EXERCISE REQUIREMENTS: Rewrite the items as a numbered list, starting at the line that contains "[locate] the dead" and ending at the last line of the items. Leave out any blank lines.

Begin

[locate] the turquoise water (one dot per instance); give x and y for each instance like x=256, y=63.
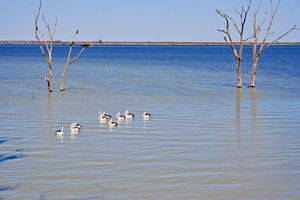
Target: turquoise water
x=206, y=138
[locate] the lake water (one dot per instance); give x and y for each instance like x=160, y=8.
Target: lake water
x=206, y=139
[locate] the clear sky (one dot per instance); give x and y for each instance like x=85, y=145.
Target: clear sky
x=138, y=20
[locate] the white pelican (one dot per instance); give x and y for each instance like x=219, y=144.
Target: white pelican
x=146, y=116
x=120, y=117
x=60, y=132
x=128, y=116
x=78, y=125
x=102, y=118
x=73, y=128
x=107, y=116
x=112, y=124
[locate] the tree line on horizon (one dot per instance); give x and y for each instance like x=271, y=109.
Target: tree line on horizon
x=229, y=21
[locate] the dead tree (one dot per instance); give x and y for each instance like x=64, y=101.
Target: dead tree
x=263, y=45
x=84, y=46
x=48, y=44
x=238, y=56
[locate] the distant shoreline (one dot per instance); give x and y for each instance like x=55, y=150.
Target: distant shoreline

End

FINISHED TASK:
1. [locate] the dead tree (one dot per instance); give x and y for each instance like x=64, y=101.
2. Target: dead tree
3. x=263, y=45
4. x=84, y=46
5. x=48, y=44
6. x=238, y=56
7. [locate] the distant shoreline (one dot per instance); give x and y for each instance like x=55, y=150.
8. Target: distant shoreline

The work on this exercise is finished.